§ **Your objective**
Nothing but the data below, returned exactly, should appear in the answer.

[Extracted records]
━━━
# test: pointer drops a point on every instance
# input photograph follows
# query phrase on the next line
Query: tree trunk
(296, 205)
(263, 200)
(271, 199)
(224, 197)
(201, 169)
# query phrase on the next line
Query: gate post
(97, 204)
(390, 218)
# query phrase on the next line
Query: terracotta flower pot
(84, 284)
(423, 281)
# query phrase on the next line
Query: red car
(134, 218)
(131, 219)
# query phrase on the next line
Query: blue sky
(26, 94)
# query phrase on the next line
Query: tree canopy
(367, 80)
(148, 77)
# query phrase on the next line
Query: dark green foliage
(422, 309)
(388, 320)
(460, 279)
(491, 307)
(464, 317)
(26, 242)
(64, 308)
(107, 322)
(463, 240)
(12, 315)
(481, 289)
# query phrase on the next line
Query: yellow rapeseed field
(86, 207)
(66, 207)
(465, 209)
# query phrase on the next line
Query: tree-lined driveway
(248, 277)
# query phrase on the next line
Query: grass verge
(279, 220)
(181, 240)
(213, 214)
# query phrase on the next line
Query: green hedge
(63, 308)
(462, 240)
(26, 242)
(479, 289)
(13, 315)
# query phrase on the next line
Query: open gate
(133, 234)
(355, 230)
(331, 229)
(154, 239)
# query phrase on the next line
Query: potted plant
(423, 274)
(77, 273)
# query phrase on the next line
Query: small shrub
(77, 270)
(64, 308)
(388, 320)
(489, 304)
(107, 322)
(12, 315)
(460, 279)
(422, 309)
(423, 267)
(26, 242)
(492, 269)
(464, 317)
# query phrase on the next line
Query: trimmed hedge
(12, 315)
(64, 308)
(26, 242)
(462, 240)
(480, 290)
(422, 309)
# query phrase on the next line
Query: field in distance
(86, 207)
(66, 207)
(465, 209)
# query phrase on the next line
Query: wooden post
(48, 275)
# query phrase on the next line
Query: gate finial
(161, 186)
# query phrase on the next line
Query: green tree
━━━
§ **Solution for this problem**
# test: pointer drops a point on every instance
# input photograph follows
# query phrase on the next line
Query: tree trunk
(296, 205)
(263, 200)
(271, 199)
(224, 197)
(201, 169)
# query phrase on the next line
Query: gate post
(97, 204)
(390, 218)
# query phrase on the next line
Query: terracotta flower pot
(84, 284)
(423, 281)
# query phrase on the next line
Query: red car
(134, 218)
(131, 219)
# query phrase on the next line
Query: blue sky
(26, 94)
# query phrase on the next line
Query: tree canopy
(367, 80)
(148, 77)
# query phrase on the next line
Query: dark green foliage
(422, 309)
(388, 320)
(460, 279)
(491, 307)
(464, 317)
(26, 242)
(64, 308)
(107, 322)
(463, 240)
(12, 315)
(481, 289)
# query phrase on the next line
Query: yellow rapeseed field
(86, 207)
(66, 207)
(465, 209)
# query phrase on the next line
Query: tree-lined driveway
(248, 277)
# query phrase on the next line
Query: grass verge
(279, 220)
(181, 240)
(213, 214)
# query phrase on the next line
Query: green hedge
(63, 308)
(462, 240)
(26, 242)
(479, 289)
(13, 315)
# query phrase on the next line
Query: open gate
(133, 234)
(355, 230)
(331, 229)
(154, 239)
# query phrase on the next line
Query: potted plant
(423, 274)
(77, 273)
# query phrase on the next line
Query: small shrub
(77, 270)
(64, 308)
(388, 320)
(489, 304)
(107, 322)
(12, 315)
(460, 279)
(422, 309)
(423, 267)
(26, 242)
(492, 269)
(464, 317)
# query phrase on the next line
Query: trimmed hedge
(12, 315)
(64, 308)
(26, 242)
(462, 240)
(480, 290)
(422, 309)
# query phrase on the next line
Query: field in distance
(86, 207)
(66, 207)
(465, 209)
# query phrase on the next line
Query: wooden post
(48, 275)
# query phrase on the next line
Query: gate finial
(161, 186)
# query phrase on the next line
Query: green tree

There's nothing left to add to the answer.